-- Natural-language object grounding data --
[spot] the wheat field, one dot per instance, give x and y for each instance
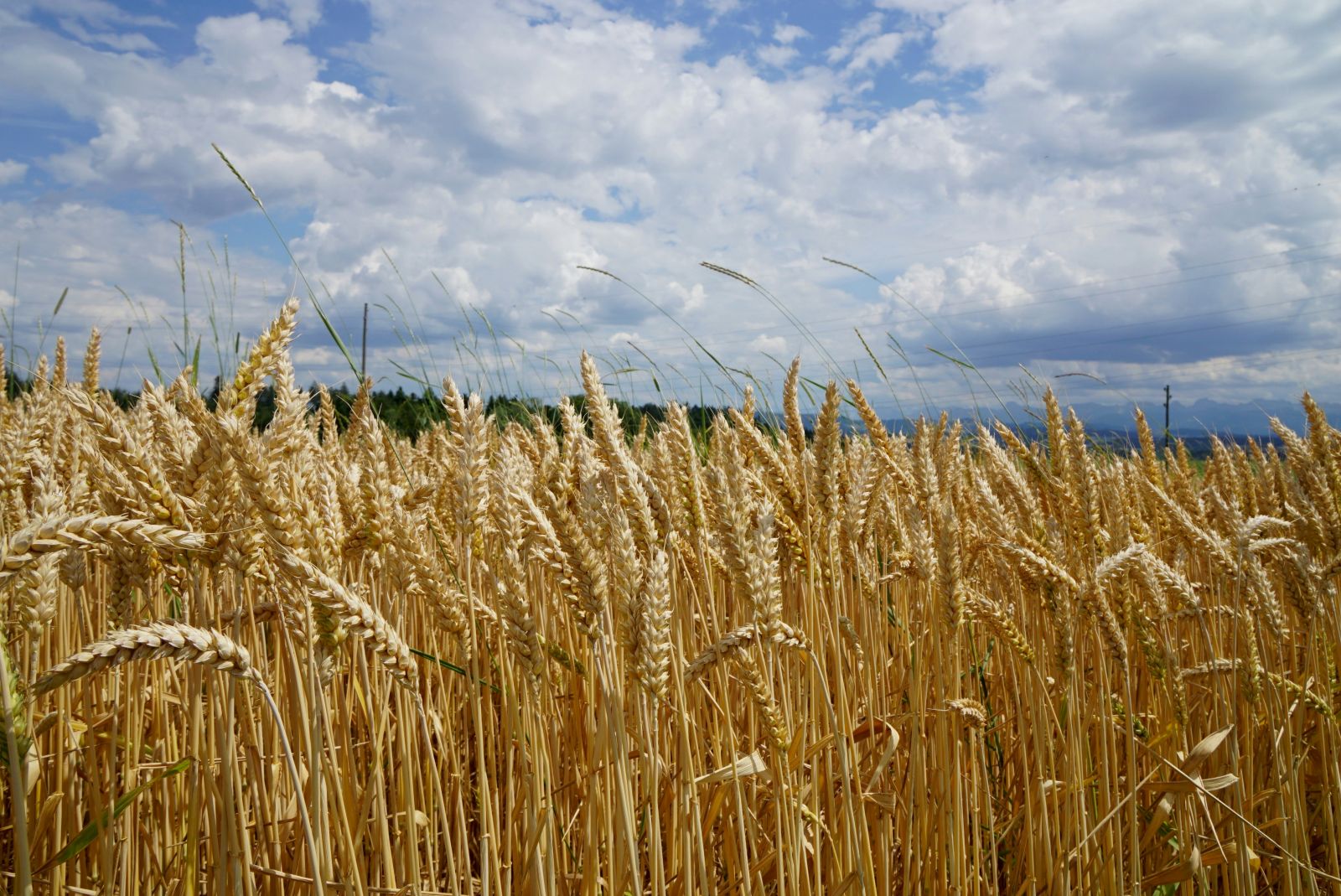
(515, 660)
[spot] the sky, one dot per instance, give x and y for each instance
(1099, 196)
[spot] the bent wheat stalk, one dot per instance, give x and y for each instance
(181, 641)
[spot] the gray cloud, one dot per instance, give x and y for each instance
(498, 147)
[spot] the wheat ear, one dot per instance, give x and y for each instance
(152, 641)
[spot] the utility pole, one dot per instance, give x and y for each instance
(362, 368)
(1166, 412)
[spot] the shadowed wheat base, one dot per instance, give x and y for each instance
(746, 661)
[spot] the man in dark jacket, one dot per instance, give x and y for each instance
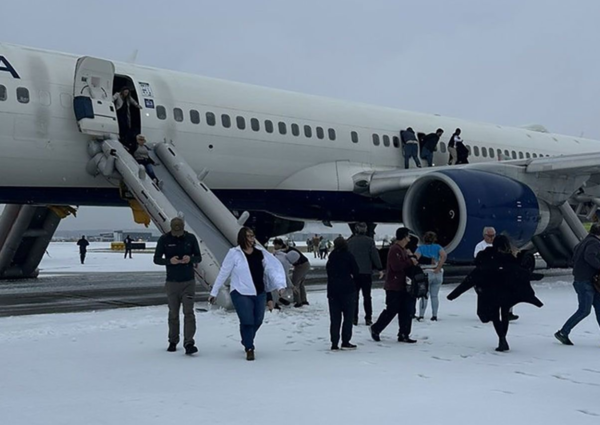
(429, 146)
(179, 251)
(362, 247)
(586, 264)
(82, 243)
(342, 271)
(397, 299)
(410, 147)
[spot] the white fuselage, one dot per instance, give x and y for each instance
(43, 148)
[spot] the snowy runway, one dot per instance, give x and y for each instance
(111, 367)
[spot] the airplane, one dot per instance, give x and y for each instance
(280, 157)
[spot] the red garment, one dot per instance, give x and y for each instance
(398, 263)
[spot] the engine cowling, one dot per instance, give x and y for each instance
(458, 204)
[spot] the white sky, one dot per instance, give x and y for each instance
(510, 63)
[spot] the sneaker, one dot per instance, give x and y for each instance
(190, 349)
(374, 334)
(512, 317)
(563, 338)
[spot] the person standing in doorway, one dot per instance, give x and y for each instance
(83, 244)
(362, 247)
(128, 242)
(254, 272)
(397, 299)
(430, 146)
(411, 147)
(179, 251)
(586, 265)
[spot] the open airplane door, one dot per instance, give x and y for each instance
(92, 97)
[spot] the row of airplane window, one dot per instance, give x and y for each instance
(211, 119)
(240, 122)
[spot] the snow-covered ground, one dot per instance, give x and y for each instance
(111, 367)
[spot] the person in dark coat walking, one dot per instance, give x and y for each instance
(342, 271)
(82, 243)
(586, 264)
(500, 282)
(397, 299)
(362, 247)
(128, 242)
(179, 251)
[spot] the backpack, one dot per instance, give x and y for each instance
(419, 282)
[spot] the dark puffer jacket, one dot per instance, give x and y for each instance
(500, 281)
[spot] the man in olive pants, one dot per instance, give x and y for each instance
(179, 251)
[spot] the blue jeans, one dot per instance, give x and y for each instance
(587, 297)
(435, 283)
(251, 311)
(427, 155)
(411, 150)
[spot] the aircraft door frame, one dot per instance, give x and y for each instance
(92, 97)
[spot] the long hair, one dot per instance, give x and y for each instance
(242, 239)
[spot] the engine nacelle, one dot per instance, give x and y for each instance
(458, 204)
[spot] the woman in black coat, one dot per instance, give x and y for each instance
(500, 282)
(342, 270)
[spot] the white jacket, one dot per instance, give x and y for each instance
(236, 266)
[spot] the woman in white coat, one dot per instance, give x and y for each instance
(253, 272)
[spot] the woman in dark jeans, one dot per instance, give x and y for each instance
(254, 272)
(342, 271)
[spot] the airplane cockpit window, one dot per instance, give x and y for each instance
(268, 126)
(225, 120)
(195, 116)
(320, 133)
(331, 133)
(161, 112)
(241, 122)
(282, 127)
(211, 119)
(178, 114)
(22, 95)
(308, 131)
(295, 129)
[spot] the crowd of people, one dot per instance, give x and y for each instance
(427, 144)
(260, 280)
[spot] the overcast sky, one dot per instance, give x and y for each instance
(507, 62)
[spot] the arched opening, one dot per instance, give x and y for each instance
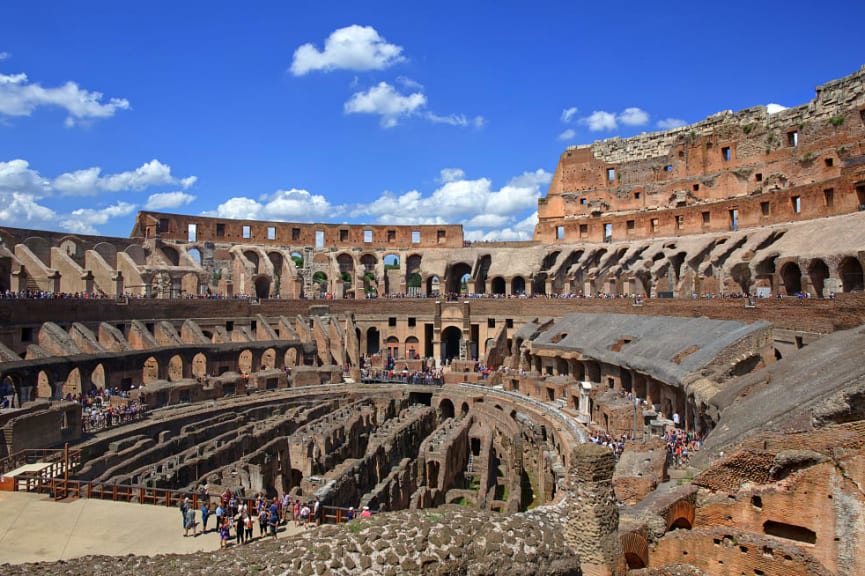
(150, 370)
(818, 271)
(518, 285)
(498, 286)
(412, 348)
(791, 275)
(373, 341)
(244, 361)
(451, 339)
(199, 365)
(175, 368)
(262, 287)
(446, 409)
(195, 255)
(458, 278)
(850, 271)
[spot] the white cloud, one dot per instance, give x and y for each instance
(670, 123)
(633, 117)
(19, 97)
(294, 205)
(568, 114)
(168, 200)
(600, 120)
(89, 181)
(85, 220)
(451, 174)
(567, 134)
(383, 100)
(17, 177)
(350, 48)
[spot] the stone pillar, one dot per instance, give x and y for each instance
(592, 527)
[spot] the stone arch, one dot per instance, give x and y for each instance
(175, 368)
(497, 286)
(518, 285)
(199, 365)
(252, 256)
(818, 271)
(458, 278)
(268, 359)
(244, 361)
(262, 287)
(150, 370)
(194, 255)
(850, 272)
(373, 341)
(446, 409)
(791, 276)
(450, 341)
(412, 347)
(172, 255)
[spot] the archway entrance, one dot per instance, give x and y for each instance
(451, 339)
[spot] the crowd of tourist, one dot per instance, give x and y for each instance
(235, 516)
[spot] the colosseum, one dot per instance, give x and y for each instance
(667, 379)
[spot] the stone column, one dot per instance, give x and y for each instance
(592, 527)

-- EXERCISE AIM --
In your copy, include no pictures, but reproduce all records exactly.

-- ANSWER SPACE --
[spot] the wheat field, one dot per instance, give x and y for each instance
(515, 660)
[spot] the sky, one dot per instance, give x and y for each instance
(1099, 196)
[spot] the bent wheat stalk, one dot per instance, give x and y for each instance
(181, 641)
[spot] the gray cloud, one dot per instance, give x and y for each instance
(498, 147)
[spot] the wheat ear, one dot per instance, give x and y for each instance
(152, 641)
[spot] the utility pole, one dot per instance, give x and y for each instance
(362, 368)
(1166, 412)
[spot] the shadowed wheat base, one dot per instance, give x and y for each instance
(746, 661)
[spot] the man in dark jacket, one dot per instance, give x and y for each instance
(429, 146)
(179, 251)
(362, 247)
(586, 264)
(82, 243)
(342, 271)
(397, 299)
(410, 147)
[spot] the white fuselage, one dot per instance, give x and y for each instance
(43, 148)
[spot] the snowy runway, one dot per instance, give x and y for each instance
(111, 367)
[spot] the airplane, one dot per instance, give x and y for each instance
(280, 157)
[spot] the red garment, one dot per instance, give x and y for each instance
(398, 263)
[spot] the engine cowling, one dot per instance, give x and y for each instance
(458, 204)
[spot] the white sky, one dot per instance, give x and y for each instance
(510, 63)
[spot] the sneaker, one dot per instance, give x and y for each instance
(190, 349)
(374, 334)
(512, 317)
(563, 338)
[spot] the person standing in doorway, one dot per instance, give x and y for each instance
(83, 244)
(362, 247)
(128, 242)
(254, 272)
(397, 299)
(430, 146)
(411, 147)
(179, 251)
(586, 265)
[spot] the open airplane door, one dot per instance, give x and y for each instance
(92, 97)
[spot] the row of airplane window, one dot per instance, give x and y for each instance
(211, 119)
(240, 122)
[spot] the snow-covered ground, one dot per instance, give x and y for each instance
(111, 367)
[spot] the person in dark coat walking, one dot per instance, give x and y for each instance
(342, 271)
(82, 243)
(586, 264)
(500, 282)
(397, 299)
(362, 247)
(128, 242)
(179, 251)
[spot] the backpack, one dot per instance, give x and y for each instance
(419, 282)
[spot] the dark puffer jacket, one dot per instance, give x and y for each instance
(500, 281)
[spot] the man in olive pants, one dot per instance, give x and y for each instance
(179, 251)
[spot] the blue jeans, one dot per instance, give x and y for each instance
(587, 297)
(435, 283)
(251, 311)
(427, 155)
(411, 150)
[spot] the aircraft door frame, one dot per instance, give x and y for each instance
(92, 97)
[spot] the long hair, one dot per instance, give x and y for each instance
(242, 239)
[spot] the engine nacelle, one dot per instance, give x and y for each instance
(458, 204)
[spot] the woman in black coat, one dot per instance, give x and y for each instance
(500, 282)
(342, 270)
[spot] the white jacket, one dot per instance, give x and y for each instance
(236, 266)
[spot] the woman in white coat, one dot per instance, give x and y for each instance
(253, 272)
[spot] the woman in dark jeans, one dot per instance, give x and y for each instance
(254, 272)
(342, 271)
[spot] the airplane cockpit window, one dot per instance, give x and y for each instance
(268, 126)
(225, 120)
(195, 116)
(320, 133)
(331, 133)
(161, 112)
(241, 122)
(282, 127)
(211, 119)
(178, 114)
(22, 95)
(308, 131)
(295, 129)
[spot] the crowd of people, one dot per instance, give x and y for each instance
(427, 144)
(260, 280)
[spot] the overcast sky, one dot per instance, give x and y for each instance
(507, 62)
[spot] the arched opening, one dot per instance, give x and y for each instance
(150, 370)
(818, 271)
(518, 285)
(498, 286)
(412, 348)
(791, 275)
(373, 341)
(244, 361)
(451, 339)
(199, 365)
(175, 368)
(262, 287)
(446, 409)
(195, 255)
(458, 278)
(850, 271)
[spot] the white cloud, one dot per instance, give x and y for each instance
(670, 123)
(633, 117)
(19, 97)
(294, 205)
(568, 114)
(168, 200)
(600, 120)
(89, 181)
(85, 220)
(451, 174)
(567, 134)
(383, 100)
(17, 177)
(350, 48)
[spot] the stone pillar, one dot per instance, give x and y for each instance
(592, 527)
[spot] the stone arch, one dot per instance, give x and y for each instance
(175, 368)
(497, 286)
(518, 285)
(199, 365)
(252, 256)
(818, 271)
(458, 278)
(268, 359)
(244, 361)
(262, 287)
(150, 370)
(194, 255)
(850, 272)
(373, 341)
(446, 409)
(791, 276)
(450, 341)
(412, 347)
(172, 255)
[spot] the archway entrance, one dot per instance, give x and y for each instance
(451, 339)
[spot] the crowd of tourist, one dot per instance, give x and y for each instance
(235, 516)
[spot] the colosseum, one dot per instance, give x and y for each instance
(667, 379)
[spot] the stone column, one dot per instance, give x and y for each instance
(592, 527)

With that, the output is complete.